## [Goal]
Print everything in the records below from the line containing "Question. Indicate the wire" down to the line containing "x=662 y=827", both lines included, and leave the pictures out.
==== Data lines ====
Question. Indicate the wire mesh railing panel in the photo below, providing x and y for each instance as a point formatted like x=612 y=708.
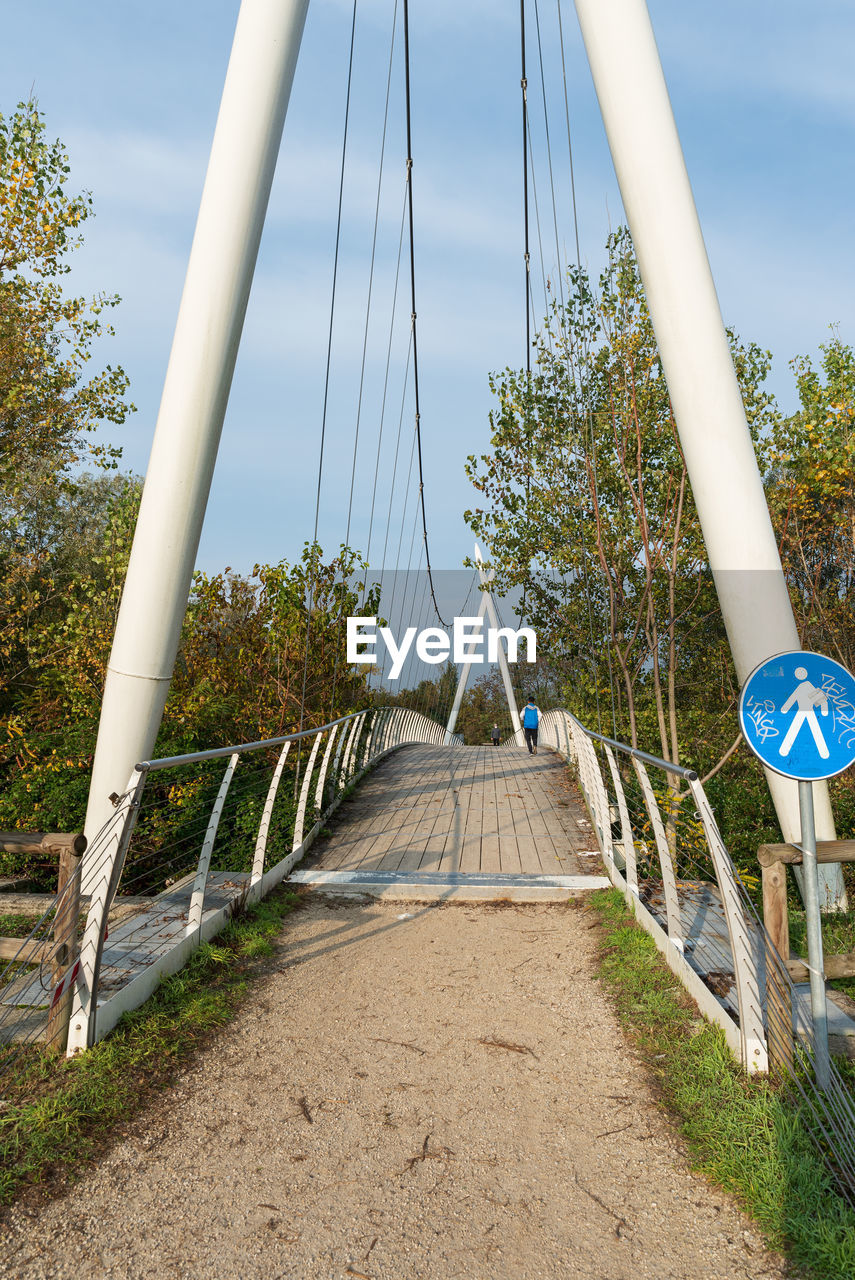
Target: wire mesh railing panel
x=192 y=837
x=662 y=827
====
==== Data lines ====
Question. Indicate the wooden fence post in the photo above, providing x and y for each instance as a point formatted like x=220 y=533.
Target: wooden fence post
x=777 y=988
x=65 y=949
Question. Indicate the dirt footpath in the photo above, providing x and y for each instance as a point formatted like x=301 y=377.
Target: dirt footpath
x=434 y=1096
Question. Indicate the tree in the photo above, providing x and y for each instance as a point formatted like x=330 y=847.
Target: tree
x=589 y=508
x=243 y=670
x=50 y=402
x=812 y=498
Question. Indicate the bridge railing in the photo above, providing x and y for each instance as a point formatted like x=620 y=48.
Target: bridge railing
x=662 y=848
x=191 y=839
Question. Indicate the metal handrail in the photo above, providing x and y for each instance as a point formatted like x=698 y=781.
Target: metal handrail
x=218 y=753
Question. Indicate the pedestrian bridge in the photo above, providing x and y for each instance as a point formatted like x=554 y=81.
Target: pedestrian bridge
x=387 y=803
====
## [Solved problem]
Question. Indicate the wire mesh railing panel in the photo below, providing x and y for each instance as a point formatted like x=612 y=708.
Target: wire mesh railing panel
x=192 y=837
x=662 y=827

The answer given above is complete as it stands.